THE REQUEST: Starting at the line that contains "For each instance of the pale" and ending at the last line below, copy every line again, requests included, rescaling each point coordinate by 1.8 and rounding it to a whole number, with halves rounded up.

········

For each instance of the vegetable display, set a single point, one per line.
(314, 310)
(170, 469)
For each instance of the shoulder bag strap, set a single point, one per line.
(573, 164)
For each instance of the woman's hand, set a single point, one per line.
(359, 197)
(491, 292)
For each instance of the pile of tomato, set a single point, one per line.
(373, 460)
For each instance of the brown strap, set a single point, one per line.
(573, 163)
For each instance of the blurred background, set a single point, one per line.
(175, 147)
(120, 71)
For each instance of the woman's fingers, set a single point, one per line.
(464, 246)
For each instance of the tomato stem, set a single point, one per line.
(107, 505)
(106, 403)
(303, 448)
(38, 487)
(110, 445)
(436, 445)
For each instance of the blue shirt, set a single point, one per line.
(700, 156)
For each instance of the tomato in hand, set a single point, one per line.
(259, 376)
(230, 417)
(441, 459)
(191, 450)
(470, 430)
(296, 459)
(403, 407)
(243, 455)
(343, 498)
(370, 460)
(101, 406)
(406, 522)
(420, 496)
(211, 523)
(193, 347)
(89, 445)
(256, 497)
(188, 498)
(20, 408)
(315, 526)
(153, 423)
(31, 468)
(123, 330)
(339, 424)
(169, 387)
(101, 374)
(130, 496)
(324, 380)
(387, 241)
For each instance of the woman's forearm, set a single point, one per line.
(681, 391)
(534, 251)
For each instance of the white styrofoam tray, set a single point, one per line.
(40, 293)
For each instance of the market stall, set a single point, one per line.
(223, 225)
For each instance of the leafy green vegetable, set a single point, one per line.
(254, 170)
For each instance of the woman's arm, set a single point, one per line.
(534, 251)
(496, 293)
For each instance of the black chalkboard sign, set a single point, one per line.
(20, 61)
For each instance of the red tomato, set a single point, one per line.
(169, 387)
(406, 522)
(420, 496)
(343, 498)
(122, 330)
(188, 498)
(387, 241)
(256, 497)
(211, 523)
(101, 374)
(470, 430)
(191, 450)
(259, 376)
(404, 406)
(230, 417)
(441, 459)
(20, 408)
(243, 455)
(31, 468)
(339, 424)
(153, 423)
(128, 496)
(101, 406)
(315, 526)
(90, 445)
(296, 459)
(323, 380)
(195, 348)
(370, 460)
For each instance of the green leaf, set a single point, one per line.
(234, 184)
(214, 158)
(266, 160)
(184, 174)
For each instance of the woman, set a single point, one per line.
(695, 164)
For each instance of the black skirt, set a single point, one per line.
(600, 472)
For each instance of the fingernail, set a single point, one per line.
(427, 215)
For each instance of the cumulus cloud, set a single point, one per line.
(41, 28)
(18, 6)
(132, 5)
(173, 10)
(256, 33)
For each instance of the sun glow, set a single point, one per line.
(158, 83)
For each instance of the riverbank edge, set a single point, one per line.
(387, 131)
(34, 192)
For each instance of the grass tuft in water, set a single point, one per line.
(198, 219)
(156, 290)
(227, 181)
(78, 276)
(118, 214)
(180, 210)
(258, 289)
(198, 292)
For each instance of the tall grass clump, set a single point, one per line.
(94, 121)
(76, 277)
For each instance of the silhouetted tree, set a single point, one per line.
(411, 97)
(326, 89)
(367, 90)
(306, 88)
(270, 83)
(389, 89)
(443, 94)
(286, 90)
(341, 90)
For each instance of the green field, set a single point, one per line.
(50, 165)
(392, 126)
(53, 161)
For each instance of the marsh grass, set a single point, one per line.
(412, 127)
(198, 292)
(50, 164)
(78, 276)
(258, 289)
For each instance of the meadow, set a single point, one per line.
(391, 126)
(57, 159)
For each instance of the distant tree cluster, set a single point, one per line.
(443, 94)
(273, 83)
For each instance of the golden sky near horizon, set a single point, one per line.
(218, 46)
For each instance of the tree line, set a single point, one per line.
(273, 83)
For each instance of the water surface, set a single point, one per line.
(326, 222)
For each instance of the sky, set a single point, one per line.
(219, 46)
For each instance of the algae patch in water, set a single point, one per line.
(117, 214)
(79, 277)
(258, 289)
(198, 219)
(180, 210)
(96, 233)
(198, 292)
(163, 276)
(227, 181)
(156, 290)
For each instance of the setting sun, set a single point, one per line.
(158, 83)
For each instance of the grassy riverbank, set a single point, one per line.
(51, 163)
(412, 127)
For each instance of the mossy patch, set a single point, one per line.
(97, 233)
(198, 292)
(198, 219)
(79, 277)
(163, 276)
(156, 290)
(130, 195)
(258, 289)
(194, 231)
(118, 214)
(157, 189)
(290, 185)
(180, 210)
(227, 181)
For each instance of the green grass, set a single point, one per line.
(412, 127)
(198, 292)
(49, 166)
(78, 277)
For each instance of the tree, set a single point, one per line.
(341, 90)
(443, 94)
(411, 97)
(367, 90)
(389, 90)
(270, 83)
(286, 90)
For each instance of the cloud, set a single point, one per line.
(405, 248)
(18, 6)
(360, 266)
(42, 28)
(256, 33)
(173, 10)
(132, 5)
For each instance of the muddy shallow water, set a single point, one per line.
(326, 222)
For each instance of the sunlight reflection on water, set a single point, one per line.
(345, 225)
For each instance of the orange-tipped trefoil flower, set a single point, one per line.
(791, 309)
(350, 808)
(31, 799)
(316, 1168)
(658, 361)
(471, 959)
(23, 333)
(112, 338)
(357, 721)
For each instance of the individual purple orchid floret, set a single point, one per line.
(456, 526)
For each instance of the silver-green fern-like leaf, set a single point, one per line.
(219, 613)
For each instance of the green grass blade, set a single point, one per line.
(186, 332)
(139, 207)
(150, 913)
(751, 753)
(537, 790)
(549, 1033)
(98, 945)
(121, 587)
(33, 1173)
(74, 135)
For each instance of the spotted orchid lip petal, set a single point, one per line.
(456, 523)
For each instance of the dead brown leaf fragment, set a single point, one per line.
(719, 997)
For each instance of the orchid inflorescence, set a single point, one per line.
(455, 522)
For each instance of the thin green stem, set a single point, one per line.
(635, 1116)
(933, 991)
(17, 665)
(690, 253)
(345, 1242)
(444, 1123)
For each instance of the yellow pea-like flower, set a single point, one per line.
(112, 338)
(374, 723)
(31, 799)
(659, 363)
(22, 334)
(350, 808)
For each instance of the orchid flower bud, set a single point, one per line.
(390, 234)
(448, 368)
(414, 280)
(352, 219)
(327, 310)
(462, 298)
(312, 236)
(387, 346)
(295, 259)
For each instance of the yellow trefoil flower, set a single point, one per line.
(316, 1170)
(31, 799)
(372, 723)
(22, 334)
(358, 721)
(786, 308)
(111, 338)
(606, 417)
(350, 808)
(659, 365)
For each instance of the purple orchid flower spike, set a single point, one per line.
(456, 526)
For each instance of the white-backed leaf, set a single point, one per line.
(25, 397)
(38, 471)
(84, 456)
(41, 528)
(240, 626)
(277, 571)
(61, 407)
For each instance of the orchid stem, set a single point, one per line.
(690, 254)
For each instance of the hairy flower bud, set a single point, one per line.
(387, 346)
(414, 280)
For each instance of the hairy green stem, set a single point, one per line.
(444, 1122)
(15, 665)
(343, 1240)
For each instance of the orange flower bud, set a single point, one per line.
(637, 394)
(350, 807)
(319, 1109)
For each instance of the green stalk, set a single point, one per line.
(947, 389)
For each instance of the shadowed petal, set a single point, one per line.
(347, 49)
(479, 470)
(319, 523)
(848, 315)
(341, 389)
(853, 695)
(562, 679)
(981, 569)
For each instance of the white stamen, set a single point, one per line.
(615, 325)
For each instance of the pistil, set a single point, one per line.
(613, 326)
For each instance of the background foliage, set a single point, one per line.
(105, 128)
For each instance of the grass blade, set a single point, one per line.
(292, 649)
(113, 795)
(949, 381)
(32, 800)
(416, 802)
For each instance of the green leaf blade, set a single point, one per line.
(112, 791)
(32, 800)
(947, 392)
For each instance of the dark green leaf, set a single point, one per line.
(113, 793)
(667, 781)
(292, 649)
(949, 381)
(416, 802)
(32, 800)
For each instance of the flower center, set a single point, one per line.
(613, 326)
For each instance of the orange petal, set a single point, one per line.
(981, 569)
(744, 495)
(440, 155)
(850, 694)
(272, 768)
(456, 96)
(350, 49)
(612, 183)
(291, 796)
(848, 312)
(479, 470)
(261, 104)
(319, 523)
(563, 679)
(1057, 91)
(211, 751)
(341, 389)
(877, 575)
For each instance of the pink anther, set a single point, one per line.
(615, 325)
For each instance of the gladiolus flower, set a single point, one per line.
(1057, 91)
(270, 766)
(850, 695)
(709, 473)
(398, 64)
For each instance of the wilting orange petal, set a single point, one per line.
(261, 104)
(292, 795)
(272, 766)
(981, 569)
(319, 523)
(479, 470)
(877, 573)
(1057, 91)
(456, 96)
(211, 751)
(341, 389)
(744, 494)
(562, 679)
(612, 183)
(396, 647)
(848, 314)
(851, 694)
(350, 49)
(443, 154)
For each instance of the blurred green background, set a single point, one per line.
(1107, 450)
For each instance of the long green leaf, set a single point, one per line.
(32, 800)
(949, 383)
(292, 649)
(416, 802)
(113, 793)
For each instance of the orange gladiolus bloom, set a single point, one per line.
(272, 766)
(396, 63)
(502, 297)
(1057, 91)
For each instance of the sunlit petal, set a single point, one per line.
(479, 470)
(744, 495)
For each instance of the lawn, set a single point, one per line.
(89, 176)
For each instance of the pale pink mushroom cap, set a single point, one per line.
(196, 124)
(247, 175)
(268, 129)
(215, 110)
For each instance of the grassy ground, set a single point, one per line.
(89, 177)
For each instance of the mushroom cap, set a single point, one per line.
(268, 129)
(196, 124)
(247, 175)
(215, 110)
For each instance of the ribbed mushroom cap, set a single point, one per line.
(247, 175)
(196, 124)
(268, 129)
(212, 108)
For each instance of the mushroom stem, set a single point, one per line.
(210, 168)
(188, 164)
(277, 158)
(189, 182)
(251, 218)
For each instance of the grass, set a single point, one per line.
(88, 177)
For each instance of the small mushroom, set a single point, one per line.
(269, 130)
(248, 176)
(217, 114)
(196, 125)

········

THE OUTPUT:
For each instance of the pale pink mushroom cap, set a single point, one per line.
(353, 223)
(445, 315)
(482, 232)
(387, 198)
For each instance of the grassy ground, set a single point, one per line.
(160, 319)
For each instance of the mushroom cap, set a single point, one per line.
(482, 232)
(353, 223)
(445, 315)
(387, 198)
For each instance of the ribbed mushroom cap, set a single point, one per line.
(445, 315)
(353, 223)
(482, 232)
(382, 194)
For each instance of the mushroom stem, set a single point, one per line.
(378, 302)
(338, 295)
(499, 284)
(340, 328)
(452, 392)
For each instance of the grass, set a single point, one per line.
(158, 319)
For each instance of the small mushroom, set a single point, one per line.
(484, 234)
(446, 317)
(391, 205)
(353, 225)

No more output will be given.